* [Required work]
Please copy, character for character, the part of the records that opens with the line containing "tree? Mark that spot." and closes with the line containing "(1042, 460)", including both of those lines.
— Start of Available data —
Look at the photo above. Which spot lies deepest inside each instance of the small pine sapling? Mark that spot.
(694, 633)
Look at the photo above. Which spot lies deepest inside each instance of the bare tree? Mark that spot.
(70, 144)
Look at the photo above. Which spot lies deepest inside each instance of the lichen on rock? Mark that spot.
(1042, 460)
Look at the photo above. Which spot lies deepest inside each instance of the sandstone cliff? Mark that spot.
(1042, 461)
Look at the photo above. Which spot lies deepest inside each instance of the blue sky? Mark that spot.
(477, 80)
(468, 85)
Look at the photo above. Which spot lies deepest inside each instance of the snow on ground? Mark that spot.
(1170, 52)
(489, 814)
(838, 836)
— End of Available data —
— Start of Available data —
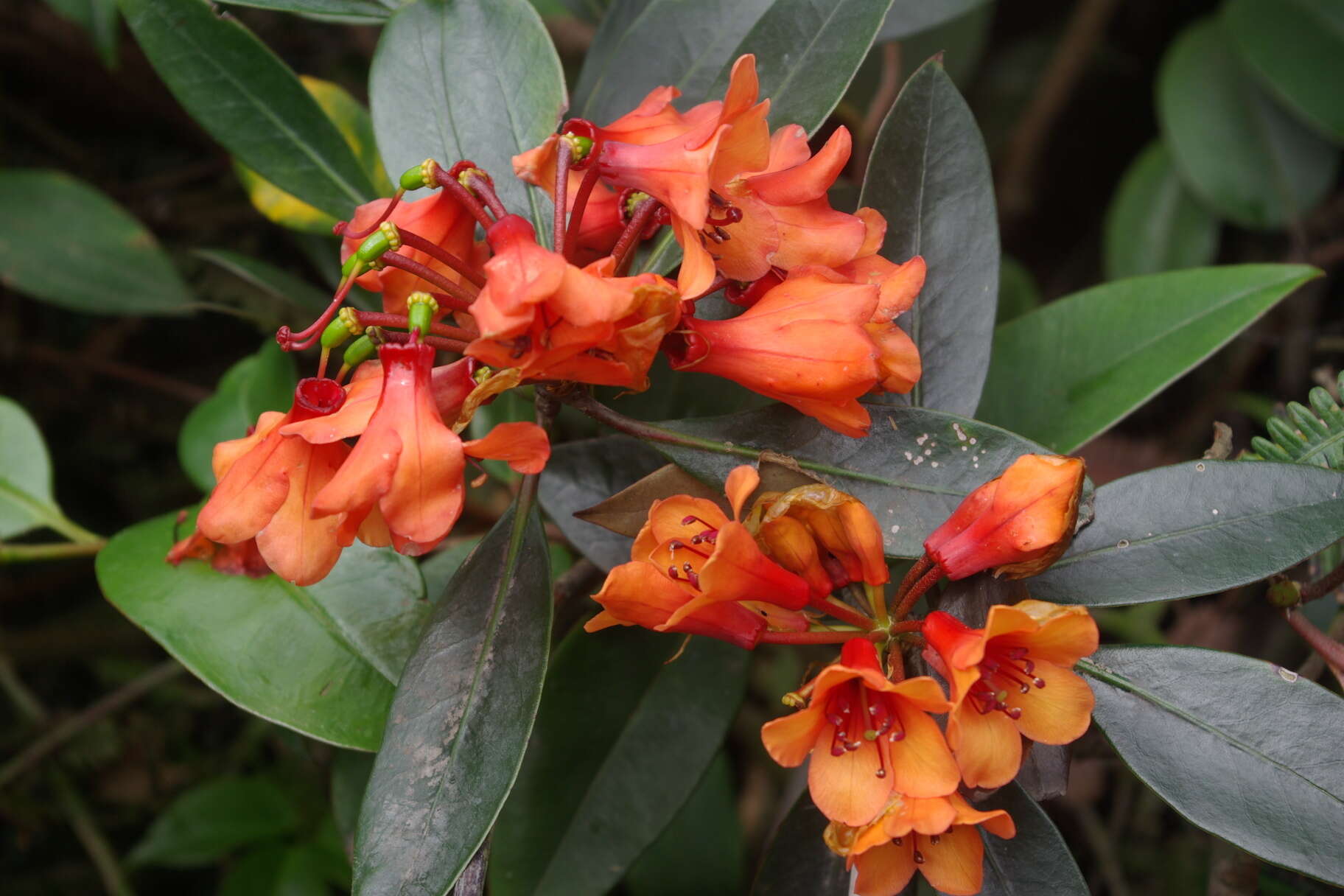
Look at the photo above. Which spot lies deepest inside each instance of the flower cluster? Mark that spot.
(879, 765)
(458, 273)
— End of Available data —
* [Written solution]
Look at the photo above. Which spot lies deepest inside each instance of the bare tree? Mark that spot.
(70, 144)
Look at the photo above. Which spot lies deepest inside each instance of the lichen on rock? Mark that spot.
(1042, 460)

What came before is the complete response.